** start of Given information **

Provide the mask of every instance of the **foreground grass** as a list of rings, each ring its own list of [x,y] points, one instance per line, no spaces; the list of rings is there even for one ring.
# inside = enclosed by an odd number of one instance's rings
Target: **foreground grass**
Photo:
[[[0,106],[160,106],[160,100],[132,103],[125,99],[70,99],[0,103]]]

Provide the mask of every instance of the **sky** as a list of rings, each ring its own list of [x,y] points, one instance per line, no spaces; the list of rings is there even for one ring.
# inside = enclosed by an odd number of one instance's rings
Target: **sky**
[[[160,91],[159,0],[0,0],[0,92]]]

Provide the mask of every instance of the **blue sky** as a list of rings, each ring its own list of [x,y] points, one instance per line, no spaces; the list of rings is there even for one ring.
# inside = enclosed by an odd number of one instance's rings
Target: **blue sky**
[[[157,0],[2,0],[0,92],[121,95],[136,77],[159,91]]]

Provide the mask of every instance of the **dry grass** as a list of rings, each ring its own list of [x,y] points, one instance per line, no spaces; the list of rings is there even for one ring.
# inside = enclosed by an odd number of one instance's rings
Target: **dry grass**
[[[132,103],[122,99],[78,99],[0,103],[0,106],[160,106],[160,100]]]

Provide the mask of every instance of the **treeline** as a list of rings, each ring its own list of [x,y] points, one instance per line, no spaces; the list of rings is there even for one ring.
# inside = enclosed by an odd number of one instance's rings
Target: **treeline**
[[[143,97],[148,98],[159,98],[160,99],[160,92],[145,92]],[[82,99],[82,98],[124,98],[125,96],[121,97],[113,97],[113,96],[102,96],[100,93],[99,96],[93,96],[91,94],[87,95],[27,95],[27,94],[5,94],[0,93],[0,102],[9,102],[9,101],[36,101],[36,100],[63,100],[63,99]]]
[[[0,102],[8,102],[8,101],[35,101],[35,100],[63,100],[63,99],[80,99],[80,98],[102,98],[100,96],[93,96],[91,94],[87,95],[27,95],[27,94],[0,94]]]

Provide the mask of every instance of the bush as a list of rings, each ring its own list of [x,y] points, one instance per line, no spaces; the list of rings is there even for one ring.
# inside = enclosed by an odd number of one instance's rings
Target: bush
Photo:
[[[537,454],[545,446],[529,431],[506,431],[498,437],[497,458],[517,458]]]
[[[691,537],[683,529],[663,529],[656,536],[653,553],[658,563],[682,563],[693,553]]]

** end of Given information **

● Aim
Retype the records above exactly.

● Expected answer
Provide the mask of every instance of the **foreground grass** as a list of rings, each ring its own list of [x,y] points, one instance per line, no spaces; the list of rings is there even for one ring.
# inside = enclosed by an odd number of one instance's rings
Target: **foreground grass**
Photo:
[[[0,106],[160,106],[160,100],[132,103],[125,99],[70,99],[0,103]]]

Provide the mask of every instance of the **sky** as a list of rings, each ring its own list of [x,y] points, one instance per line, no spaces; the list of rings is there even for one ring.
# inside = enclosed by an odd number of one instance's rings
Target: **sky**
[[[160,91],[159,0],[0,0],[0,92]]]

Provide the mask of every instance of the **blue sky** as a list of rings, each ring its own list of [x,y] points, one instance per line, no spaces; the list of rings is there even for one ring.
# inside = enclosed by an odd number of one instance's rings
Target: **blue sky**
[[[157,0],[2,0],[0,92],[121,95],[136,77],[159,91]]]

Provide the mask of every instance of the **dry grass** as a list of rings, each ring its own list of [x,y] points, one instance per line, no spaces; the list of rings is there even for one ring.
# inside = enclosed by an odd number of one instance's rings
Target: **dry grass**
[[[132,103],[122,99],[78,99],[0,103],[0,106],[160,106],[160,100]]]

Provide the mask of every instance of the **treeline** as a list of rings, each ring its own list of [x,y] points, one instance per line, no spaces; the list of rings is there even for one ring.
# inside = enclosed by an odd number of one instance's rings
Target: **treeline**
[[[143,97],[148,98],[159,98],[160,99],[160,92],[145,92]],[[82,99],[82,98],[124,98],[125,96],[121,97],[113,97],[113,96],[102,96],[100,93],[99,96],[93,96],[91,94],[87,95],[27,95],[27,94],[5,94],[0,93],[0,102],[9,102],[9,101],[36,101],[36,100],[63,100],[63,99]]]
[[[0,102],[8,102],[8,101],[35,101],[35,100],[63,100],[63,99],[80,99],[80,98],[102,98],[100,96],[93,96],[91,94],[87,95],[27,95],[27,94],[0,94]]]

Provide the mask of every instance of the bush as a list of rings, each ring its own list of [x,y] points, one instance per line, no spaces; the list of rings is there even for one ring.
# inside = enclosed by an odd number of one instance's rings
Target: bush
Photo:
[[[537,454],[545,446],[529,431],[506,431],[498,437],[497,458],[517,458]]]
[[[691,537],[683,529],[663,529],[656,536],[653,553],[658,563],[682,563],[693,553]]]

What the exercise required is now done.